(Rows of box annotation data)
++++++

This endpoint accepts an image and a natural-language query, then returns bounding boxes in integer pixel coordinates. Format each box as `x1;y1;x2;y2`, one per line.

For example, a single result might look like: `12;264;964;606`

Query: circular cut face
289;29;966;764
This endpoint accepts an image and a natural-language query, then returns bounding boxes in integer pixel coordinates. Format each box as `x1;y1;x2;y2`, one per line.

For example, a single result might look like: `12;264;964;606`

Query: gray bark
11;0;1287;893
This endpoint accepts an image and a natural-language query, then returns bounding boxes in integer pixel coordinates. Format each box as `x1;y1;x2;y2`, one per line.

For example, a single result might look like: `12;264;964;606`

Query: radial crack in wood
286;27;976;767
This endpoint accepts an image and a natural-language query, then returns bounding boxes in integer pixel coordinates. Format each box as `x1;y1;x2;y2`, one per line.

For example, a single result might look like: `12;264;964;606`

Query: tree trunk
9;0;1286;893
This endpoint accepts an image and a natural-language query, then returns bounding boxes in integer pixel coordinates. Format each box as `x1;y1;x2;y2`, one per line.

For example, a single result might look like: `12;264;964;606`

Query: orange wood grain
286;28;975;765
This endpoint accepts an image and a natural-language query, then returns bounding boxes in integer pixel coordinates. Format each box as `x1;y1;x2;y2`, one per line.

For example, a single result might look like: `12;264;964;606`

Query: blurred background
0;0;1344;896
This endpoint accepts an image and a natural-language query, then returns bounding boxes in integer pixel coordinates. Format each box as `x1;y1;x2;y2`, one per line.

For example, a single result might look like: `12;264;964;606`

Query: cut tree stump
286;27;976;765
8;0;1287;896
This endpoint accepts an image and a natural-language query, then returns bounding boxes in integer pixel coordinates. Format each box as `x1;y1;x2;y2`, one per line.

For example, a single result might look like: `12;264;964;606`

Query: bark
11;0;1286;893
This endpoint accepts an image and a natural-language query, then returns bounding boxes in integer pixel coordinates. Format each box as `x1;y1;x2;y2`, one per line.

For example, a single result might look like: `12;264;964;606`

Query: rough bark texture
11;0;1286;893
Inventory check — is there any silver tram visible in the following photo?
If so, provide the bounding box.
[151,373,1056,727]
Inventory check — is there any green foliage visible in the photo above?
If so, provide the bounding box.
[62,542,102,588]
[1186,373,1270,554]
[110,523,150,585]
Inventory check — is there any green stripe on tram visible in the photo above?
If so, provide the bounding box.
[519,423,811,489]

++++++

Given task –
Reproduce the items starting with the line that contains "Inventory check — is there any silver" and going on through the end of the items, requests included. Increase every coordinate in the bounding-box answers by 130.

Result of this exercise –
Inventory check — is there any silver tram visible in the following photo?
If so, provide the bounding box.
[281,503,1186,857]
Inventory check — is there any green foliage visible in the photo above?
If so, provide the bounding box.
[192,672,232,718]
[1316,503,1400,684]
[240,653,280,715]
Inventory check — is there any green stripe on tram visible in the photo above?
If so, provide the bounding box.
[649,553,941,619]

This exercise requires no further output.